▸ **Prompt**: Format the lines of the items below as a numbered list, from the line with "Expected: for every instance of the harbour" up to and including the last line of the items, and leave out any blank lines. Include no other lines.

▸ **Source records**:
════

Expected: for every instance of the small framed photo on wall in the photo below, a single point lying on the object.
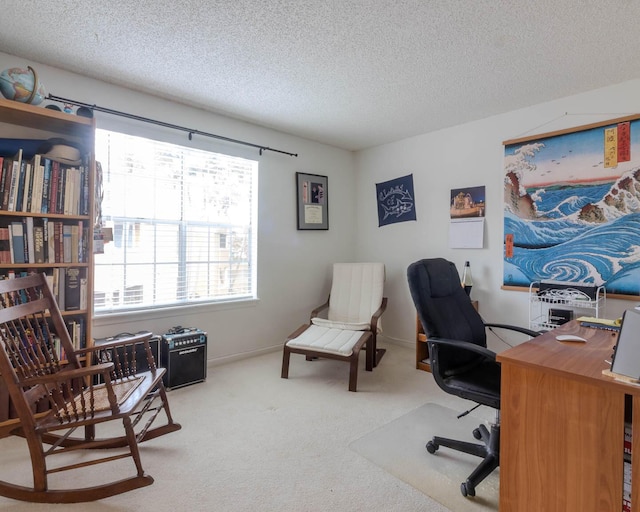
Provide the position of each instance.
(313, 206)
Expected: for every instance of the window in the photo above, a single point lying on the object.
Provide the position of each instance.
(183, 221)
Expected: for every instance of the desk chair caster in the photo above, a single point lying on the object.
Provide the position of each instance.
(466, 488)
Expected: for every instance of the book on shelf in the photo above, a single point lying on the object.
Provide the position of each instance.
(5, 246)
(13, 185)
(17, 242)
(67, 247)
(29, 240)
(22, 177)
(38, 244)
(27, 191)
(72, 288)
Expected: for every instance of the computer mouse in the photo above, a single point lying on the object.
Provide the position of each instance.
(570, 337)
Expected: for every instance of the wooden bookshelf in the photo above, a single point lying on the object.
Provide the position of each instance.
(22, 124)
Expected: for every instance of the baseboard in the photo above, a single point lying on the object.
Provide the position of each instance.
(397, 341)
(243, 355)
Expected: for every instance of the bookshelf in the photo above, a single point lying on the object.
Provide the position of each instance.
(47, 212)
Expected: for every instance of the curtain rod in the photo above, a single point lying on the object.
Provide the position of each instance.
(166, 125)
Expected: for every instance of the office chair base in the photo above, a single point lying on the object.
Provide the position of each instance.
(489, 451)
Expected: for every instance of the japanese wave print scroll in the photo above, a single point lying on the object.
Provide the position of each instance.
(572, 207)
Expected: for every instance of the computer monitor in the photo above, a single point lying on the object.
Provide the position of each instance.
(626, 357)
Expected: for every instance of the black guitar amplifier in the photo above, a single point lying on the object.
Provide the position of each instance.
(183, 353)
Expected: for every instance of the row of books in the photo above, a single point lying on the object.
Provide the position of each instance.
(77, 333)
(68, 285)
(43, 185)
(42, 240)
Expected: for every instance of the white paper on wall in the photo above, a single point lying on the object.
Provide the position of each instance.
(466, 233)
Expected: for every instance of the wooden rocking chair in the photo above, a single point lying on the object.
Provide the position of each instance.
(53, 396)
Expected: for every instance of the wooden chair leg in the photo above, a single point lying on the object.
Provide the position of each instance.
(286, 354)
(353, 371)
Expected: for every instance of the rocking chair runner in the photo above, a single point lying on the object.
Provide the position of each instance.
(53, 398)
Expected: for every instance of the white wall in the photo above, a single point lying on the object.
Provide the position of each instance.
(464, 156)
(293, 266)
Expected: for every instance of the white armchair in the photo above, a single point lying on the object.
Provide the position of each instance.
(352, 320)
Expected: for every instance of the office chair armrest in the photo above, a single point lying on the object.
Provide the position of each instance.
(516, 328)
(464, 345)
(376, 316)
(316, 311)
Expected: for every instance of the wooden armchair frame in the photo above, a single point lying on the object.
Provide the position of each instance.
(53, 396)
(358, 303)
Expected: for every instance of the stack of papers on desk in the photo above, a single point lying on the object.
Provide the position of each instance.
(600, 323)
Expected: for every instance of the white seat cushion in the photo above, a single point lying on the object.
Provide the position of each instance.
(349, 326)
(325, 339)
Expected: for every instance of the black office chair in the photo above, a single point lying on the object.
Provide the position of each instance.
(461, 363)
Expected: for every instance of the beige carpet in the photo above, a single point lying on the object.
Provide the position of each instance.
(252, 441)
(399, 449)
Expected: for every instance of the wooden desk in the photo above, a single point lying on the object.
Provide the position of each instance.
(562, 428)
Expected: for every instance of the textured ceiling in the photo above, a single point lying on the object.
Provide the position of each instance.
(350, 73)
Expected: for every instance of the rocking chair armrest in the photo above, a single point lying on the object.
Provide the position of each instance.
(67, 375)
(376, 316)
(322, 307)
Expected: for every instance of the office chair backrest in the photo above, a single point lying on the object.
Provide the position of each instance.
(443, 307)
(356, 291)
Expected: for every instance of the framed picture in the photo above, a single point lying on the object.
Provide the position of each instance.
(313, 207)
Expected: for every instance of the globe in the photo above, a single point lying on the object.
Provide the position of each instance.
(21, 85)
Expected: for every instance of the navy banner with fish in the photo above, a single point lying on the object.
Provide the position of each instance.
(396, 201)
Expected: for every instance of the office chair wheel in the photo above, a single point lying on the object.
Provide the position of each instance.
(467, 489)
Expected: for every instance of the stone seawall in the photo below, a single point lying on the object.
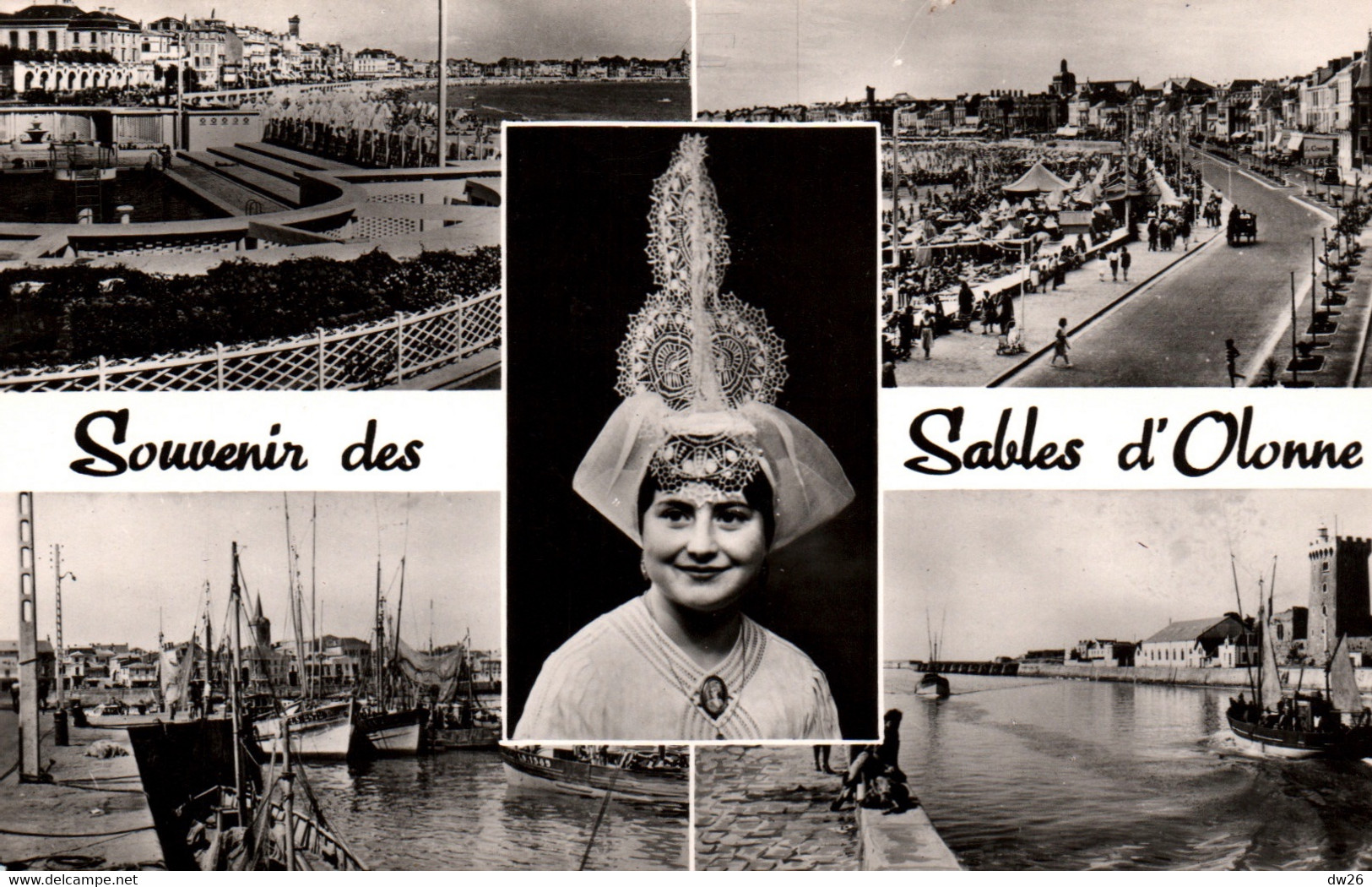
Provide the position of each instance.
(903, 842)
(1181, 676)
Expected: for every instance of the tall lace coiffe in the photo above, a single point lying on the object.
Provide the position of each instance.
(700, 373)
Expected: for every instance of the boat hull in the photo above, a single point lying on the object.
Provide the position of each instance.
(394, 733)
(446, 739)
(933, 687)
(325, 739)
(526, 770)
(1297, 744)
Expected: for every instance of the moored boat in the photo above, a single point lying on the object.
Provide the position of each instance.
(933, 685)
(629, 775)
(394, 732)
(320, 732)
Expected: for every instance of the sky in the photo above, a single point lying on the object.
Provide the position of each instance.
(138, 553)
(1042, 570)
(485, 30)
(748, 50)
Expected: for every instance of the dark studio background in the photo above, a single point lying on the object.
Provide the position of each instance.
(801, 215)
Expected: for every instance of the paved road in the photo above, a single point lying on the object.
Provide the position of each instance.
(1172, 333)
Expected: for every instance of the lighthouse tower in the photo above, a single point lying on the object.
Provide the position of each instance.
(1339, 592)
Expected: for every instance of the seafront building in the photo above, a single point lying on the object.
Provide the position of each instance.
(1319, 117)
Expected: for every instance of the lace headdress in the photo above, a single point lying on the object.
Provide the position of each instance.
(700, 373)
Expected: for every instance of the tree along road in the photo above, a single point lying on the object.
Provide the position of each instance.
(1170, 334)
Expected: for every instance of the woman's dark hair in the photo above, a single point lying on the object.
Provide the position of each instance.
(757, 494)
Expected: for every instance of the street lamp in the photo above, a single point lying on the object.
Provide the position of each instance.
(442, 83)
(57, 566)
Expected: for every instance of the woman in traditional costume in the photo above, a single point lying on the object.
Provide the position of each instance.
(707, 476)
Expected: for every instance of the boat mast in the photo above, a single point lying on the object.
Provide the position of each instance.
(294, 596)
(209, 654)
(314, 552)
(236, 601)
(1234, 571)
(399, 607)
(162, 656)
(379, 647)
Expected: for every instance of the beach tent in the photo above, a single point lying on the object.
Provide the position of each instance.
(1038, 180)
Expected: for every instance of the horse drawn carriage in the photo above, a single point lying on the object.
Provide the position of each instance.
(1244, 227)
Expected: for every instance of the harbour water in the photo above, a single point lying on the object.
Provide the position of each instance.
(453, 810)
(1031, 773)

════

▸ **Output for this exercise**:
1. Expected: for every instance of the harbour water in the photo above, a single point lying on the object.
2. Provide the position of each instance.
3. (453, 810)
4. (1031, 773)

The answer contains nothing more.